[Start Entries provided]
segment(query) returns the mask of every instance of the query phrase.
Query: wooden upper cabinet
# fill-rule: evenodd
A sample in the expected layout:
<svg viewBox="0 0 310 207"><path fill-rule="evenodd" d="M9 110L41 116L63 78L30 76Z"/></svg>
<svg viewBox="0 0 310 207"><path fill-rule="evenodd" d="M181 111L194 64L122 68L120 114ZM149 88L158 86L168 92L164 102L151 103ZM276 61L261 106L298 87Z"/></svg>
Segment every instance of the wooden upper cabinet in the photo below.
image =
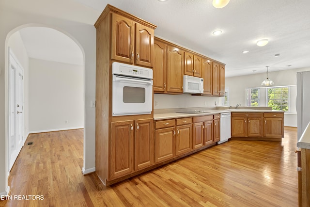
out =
[End Entries provided]
[Start Entries provided]
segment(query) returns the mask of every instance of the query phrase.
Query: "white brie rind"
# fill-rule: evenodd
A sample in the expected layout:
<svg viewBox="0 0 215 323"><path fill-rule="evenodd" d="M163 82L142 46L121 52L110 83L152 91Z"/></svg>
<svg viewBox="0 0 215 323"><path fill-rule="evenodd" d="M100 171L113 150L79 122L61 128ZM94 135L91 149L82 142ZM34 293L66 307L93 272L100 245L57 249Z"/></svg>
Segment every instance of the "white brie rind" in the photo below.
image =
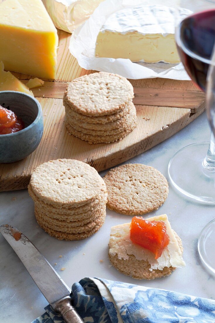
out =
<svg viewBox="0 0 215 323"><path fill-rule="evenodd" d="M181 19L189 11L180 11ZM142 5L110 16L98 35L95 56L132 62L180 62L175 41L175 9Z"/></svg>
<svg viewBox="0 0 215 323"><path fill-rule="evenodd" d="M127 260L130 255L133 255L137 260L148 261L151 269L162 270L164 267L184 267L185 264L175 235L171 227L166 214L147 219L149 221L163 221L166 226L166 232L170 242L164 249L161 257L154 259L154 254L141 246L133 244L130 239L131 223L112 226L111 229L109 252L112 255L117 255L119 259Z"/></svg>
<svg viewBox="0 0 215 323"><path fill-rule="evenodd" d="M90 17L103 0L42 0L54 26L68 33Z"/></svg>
[End Entries provided]
Return every line of the records that contains the word "white".

=== Result ===
Query: "white brie rind"
Segment every instance of the "white brie rind" in the photo below.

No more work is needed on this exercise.